[Exercise instructions]
Count the rows below that contain the word "drop". Reply with the number alone.

[Data for the task]

════════════════════

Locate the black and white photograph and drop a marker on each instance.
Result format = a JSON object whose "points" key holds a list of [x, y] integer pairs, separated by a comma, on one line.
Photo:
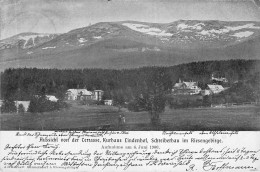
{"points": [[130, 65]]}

════════════════════

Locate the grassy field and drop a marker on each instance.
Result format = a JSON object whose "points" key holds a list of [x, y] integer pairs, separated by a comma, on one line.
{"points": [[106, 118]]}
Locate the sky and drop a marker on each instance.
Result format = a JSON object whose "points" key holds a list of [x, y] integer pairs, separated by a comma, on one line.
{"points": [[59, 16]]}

════════════════════

[Final answer]
3